◆ Task requirements: Turn the material into a numbered list, starting at the line containing "label the white pillow, a point per instance." and ending at the final line of the material, both included. Leave out any blank lines.

◆ Information provided:
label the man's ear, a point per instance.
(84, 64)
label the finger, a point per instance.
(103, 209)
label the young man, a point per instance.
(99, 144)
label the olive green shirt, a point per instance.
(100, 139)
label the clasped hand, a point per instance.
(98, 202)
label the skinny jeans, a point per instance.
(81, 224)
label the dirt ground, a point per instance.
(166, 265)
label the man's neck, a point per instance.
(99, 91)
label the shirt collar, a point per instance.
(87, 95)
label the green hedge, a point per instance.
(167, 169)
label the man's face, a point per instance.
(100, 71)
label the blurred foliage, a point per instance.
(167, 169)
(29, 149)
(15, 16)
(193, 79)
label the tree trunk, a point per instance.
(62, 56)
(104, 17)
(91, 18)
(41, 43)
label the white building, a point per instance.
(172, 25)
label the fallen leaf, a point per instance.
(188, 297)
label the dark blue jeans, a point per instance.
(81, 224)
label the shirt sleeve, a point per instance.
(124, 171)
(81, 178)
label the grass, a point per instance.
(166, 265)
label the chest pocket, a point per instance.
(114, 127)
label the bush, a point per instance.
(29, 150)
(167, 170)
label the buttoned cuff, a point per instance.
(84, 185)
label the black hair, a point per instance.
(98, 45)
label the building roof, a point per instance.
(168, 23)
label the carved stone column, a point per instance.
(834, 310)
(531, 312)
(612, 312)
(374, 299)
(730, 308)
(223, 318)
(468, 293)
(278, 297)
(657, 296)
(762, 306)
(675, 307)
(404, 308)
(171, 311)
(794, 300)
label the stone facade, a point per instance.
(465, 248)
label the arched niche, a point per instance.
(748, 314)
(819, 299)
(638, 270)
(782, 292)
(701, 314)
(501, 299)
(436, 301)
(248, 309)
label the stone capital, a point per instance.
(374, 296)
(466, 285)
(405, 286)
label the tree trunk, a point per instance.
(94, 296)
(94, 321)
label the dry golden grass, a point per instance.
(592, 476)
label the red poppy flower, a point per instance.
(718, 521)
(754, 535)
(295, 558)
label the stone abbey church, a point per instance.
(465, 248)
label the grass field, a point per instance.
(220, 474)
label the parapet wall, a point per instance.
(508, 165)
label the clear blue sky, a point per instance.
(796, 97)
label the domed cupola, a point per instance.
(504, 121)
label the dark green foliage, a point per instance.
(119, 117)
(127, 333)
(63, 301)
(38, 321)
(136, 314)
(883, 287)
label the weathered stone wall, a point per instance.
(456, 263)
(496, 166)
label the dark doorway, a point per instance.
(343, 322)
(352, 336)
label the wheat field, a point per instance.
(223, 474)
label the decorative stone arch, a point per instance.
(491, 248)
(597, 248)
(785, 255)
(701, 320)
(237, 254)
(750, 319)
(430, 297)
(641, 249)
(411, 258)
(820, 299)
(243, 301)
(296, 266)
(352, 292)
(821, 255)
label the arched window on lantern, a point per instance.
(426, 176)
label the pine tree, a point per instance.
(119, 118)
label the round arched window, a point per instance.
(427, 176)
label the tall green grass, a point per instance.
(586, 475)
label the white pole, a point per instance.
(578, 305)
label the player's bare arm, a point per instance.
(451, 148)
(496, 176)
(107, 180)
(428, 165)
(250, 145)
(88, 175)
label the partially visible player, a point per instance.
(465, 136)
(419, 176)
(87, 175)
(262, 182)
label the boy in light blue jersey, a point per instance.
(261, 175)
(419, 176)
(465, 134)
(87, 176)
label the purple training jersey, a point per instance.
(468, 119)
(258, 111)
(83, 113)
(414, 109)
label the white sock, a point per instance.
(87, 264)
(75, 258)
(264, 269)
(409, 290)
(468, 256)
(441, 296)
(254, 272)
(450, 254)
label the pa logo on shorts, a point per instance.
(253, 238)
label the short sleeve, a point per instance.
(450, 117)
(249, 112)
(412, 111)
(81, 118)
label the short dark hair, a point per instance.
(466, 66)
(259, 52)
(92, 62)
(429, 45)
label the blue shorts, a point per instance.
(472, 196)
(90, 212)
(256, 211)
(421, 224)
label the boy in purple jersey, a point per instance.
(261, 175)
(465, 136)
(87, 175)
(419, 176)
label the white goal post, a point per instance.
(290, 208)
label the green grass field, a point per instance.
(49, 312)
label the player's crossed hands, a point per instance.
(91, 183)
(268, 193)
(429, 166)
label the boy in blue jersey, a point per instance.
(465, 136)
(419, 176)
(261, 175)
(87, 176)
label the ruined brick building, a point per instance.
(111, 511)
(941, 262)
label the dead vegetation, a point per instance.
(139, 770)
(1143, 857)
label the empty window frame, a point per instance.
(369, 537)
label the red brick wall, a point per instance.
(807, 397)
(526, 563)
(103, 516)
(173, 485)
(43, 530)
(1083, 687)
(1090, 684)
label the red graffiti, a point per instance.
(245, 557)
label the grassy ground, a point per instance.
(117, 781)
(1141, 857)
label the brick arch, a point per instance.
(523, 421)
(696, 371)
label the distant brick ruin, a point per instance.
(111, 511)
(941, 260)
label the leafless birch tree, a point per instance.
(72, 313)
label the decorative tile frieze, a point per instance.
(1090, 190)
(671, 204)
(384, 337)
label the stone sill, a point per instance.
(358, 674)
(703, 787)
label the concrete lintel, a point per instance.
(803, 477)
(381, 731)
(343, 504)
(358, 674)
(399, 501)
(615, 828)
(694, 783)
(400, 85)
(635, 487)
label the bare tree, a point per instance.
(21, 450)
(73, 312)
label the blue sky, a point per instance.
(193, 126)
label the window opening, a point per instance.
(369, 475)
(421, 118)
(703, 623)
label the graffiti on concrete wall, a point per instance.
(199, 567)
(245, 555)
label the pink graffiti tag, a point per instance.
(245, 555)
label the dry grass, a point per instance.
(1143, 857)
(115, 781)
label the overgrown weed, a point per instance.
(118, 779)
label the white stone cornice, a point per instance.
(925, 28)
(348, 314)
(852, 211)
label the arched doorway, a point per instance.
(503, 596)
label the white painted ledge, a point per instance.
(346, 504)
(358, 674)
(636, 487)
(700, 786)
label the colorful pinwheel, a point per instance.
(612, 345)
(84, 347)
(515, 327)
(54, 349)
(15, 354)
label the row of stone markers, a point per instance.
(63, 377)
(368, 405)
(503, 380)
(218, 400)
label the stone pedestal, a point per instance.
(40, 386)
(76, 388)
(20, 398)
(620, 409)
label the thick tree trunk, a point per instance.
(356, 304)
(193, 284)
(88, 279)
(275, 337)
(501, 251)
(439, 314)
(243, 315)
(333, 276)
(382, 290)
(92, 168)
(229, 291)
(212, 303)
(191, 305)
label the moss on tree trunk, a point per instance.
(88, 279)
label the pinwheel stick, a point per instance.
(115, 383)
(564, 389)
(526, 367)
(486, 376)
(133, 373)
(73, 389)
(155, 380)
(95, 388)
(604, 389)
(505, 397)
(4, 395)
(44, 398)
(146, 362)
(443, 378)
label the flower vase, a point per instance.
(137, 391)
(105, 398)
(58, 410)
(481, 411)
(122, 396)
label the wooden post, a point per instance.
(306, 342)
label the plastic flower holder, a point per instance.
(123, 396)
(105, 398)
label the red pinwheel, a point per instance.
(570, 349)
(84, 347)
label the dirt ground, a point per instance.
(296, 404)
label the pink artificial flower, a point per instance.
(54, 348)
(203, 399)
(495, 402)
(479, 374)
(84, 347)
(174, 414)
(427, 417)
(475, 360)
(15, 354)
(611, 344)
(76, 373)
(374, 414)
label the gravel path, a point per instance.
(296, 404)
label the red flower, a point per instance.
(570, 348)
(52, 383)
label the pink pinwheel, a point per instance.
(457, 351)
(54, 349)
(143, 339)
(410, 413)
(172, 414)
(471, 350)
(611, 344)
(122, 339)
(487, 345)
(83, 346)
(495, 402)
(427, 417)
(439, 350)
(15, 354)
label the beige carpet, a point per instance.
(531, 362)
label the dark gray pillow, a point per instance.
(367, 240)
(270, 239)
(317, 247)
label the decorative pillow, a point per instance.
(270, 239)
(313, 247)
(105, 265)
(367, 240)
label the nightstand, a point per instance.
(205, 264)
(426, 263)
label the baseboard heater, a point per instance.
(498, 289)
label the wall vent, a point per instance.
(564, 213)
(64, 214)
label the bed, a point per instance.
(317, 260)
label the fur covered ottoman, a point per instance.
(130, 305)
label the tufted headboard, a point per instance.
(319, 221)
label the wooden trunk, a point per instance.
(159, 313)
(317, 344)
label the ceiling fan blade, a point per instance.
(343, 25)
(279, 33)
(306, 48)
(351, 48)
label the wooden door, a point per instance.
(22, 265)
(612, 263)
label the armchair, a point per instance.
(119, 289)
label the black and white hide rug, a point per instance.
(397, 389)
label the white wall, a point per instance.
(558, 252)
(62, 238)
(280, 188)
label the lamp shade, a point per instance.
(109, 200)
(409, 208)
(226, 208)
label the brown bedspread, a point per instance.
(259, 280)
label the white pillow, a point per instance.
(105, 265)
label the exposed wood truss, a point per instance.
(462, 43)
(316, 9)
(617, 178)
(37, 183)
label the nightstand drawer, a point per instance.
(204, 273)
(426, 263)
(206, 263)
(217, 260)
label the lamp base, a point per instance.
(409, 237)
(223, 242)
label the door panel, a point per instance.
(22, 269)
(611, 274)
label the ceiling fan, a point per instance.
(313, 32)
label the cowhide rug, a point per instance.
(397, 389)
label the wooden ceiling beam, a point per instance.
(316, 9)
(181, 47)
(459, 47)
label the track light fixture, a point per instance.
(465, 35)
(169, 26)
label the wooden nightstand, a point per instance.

◆ Exercise result:
1. label the white pillow, a point per instance.
2. (105, 265)
3. label the exposed wood truss, a point per instance.
4. (462, 43)
5. (316, 9)
6. (617, 178)
7. (37, 183)
8. label the nightstand drawer, a point per instance.
9. (204, 273)
10. (426, 263)
11. (206, 263)
12. (217, 260)
13. label the lamp base, a point per instance.
14. (409, 237)
15. (223, 242)
16. label the door panel, a point per instance.
17. (22, 269)
18. (611, 274)
19. label the ceiling fan, a point per instance.
20. (313, 32)
21. label the cowhide rug, a point per instance.
22. (397, 389)
23. label the wooden ceiling beam, a point per instance.
24. (316, 9)
25. (181, 47)
26. (459, 47)
27. label the track light fixture, a point per instance.
28. (465, 35)
29. (169, 26)
30. label the wooden nightstand, a point per instance.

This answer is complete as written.